Entries taken from a collection:
===

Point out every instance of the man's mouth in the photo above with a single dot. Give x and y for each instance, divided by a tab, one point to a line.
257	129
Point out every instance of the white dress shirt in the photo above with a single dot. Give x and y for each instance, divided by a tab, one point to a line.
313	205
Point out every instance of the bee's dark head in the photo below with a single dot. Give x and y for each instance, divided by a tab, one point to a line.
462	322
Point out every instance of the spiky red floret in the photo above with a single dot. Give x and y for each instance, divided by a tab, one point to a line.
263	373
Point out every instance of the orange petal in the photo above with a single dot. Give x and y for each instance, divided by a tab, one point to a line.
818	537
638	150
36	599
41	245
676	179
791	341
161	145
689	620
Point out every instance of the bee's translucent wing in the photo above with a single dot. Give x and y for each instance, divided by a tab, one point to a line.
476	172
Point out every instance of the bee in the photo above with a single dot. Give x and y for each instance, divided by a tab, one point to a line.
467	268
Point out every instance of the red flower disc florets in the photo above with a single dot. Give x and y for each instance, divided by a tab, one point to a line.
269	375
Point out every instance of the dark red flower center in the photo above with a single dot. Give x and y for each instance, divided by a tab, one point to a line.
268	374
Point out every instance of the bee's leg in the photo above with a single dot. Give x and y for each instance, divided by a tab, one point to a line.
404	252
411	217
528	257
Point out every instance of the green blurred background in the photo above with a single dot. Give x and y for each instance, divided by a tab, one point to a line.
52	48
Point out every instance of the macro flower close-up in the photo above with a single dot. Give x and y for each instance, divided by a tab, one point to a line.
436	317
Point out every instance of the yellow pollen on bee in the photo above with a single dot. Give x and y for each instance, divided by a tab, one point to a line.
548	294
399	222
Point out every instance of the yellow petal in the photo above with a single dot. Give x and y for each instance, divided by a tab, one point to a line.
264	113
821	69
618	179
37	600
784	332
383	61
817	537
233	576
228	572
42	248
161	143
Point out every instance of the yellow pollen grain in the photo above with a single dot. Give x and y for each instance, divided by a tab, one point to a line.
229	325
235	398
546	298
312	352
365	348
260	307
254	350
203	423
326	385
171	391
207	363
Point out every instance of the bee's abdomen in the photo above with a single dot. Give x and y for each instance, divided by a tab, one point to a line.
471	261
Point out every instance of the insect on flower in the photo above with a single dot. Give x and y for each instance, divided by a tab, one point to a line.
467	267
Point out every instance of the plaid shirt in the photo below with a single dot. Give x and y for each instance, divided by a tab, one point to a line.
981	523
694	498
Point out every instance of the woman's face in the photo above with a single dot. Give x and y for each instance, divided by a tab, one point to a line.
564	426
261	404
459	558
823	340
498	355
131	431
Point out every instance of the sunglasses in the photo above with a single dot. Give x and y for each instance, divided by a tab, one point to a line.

===

Assignment
Each record should be repeated in full, exactly as it is written.

Response to this task
Point out every instance of the man's mouth in the photo above with a single dot. Give x and y for each instance, divided by a tab, one point to a line.
257	129
Point out every instance of the white dress shirt in the photo above with a single dot. Give x and y for each instance, divided by a tab, one point to a line.
313	205
Point out every instance of the bee's dark head in the photo below with a single dot. Give x and y for each instance, divided by a tab, one point to a line.
462	322
Point out every instance of the spiky red floret in the photo above with a single dot. Give x and y for each instance, divided by a tab, one point to a line.
263	373
Point out every instance of the orange petal in the photo above with a single dot. Give x and y for each instance, divided by a tab, one point to a line.
818	537
638	150
36	599
41	245
676	179
791	341
161	145
689	620
Point out every instance of the bee's translucent wing in the photo above with a single dot. Give x and y for each instance, divided by a tab, one point to a line.
476	172
Point out every instance of the bee in the photo above with a single dot. Give x and y for each instance, divided by a tab, one point to a line.
467	268
Point out every instance of the red flower disc florets in the photo above with a single dot. Give x and y for each instance, divided by a tab, one point to a line.
269	375
Point out every instance of the dark red flower center in the photo above with a single dot. Give x and y for each instance, divided by a tab, one point to a line.
268	374
Point out every instance of the bee's leg in the photo above with a single dot. Give x and y for each instance, divided by a tab, one point to a line.
404	252
411	217
528	257
Point out every instance of the green blurred background in the photo above with a single dot. Give x and y for each instance, divided by a tab, one point to a line.
52	48
Point out every instance of the macro flower close-up in the photo above with a single dot. Give x and y for each instance, divided by a tab, one point to a line.
436	317
Point out every instance of the yellow pollen on bee in the photo above with a single dot. Give x and y for each instance, divided by a tab, one point to a line.
548	294
399	222
Point out every instance of the yellow petal in the photo above with a single dot. Give x and y for each instance, divided by a tab, one point to a line.
264	113
821	69
618	179
37	600
784	332
383	61
817	537
233	576
228	572
42	248
161	143
Point out every instance of the yellow pollen grain in the photo above with a single dot. Give x and y for each instance, divided by a tab, one point to a line.
229	325
235	398
546	298
312	352
365	348
260	307
254	350
203	423
326	385
171	391
207	363
Point out every instance of the bee's abdomen in the photo above with a single dot. Give x and y for each instance, divided by a tab, one point to a line.
471	261
Point out every instance of the insect on flower in the photo above with a single dot. Give x and y for each instance, divided by a tab, one point to a line.
467	267
Point out every instance of the plaid shirt in the photo below with a single dot. Give x and y for each instance, divided by a tab, one point to a line.
981	523
694	498
Point out every instance of the woman's face in the photo above with a single dot. Give x and y for each instance, divided by a tab, one point to a line.
564	426
261	404
459	558
823	340
498	355
131	431
Point out every instance of the sunglasses in the photo above with a single dot. Give x and y for each instance, divided by a tab, one point to a line.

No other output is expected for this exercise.